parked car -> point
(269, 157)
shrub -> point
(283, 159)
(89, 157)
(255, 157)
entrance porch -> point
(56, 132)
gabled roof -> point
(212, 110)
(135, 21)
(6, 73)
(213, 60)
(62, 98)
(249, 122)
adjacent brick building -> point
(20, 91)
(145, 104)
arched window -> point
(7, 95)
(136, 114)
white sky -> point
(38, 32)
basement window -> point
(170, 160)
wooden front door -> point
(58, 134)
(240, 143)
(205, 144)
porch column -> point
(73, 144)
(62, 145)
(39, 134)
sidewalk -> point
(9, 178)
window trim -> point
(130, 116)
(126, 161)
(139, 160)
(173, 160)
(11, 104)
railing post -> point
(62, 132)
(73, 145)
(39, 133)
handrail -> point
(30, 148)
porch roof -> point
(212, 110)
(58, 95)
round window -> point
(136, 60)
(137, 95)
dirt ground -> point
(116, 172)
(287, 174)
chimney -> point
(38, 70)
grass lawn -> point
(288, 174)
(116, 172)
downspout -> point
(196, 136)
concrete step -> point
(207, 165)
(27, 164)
┄┄┄┄┄┄
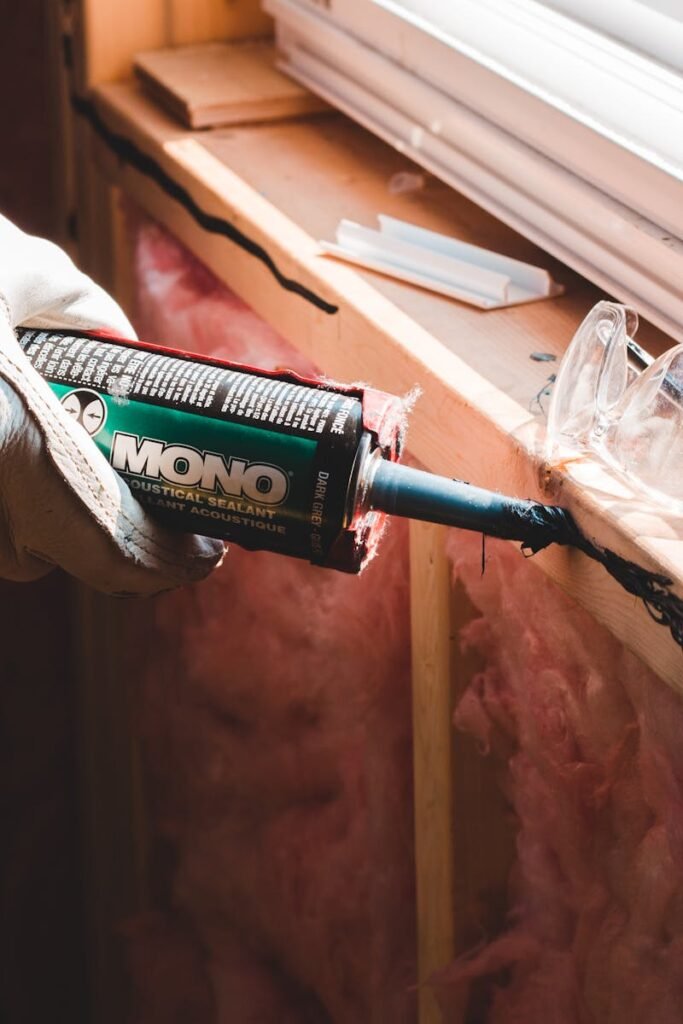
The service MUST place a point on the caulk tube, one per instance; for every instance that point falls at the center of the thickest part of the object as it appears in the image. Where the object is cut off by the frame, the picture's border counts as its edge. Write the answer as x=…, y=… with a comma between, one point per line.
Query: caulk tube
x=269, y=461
┄┄┄┄┄┄
_THE EXERCISE_
Pick out each line of the data above that contains the string "caulk", with uppercase and lowercase letters treated as different.

_EXERCISE RESPONSE_
The service MUST place a point on the caulk tube, one per instance; for every instance that point falls at the center of the thickest part of the object as it appears in the image. Where the object is cut off by the frame, the picture's border counts as its edge. Write the answer as x=…, y=… with a comma between, one point per line.
Query: caulk tube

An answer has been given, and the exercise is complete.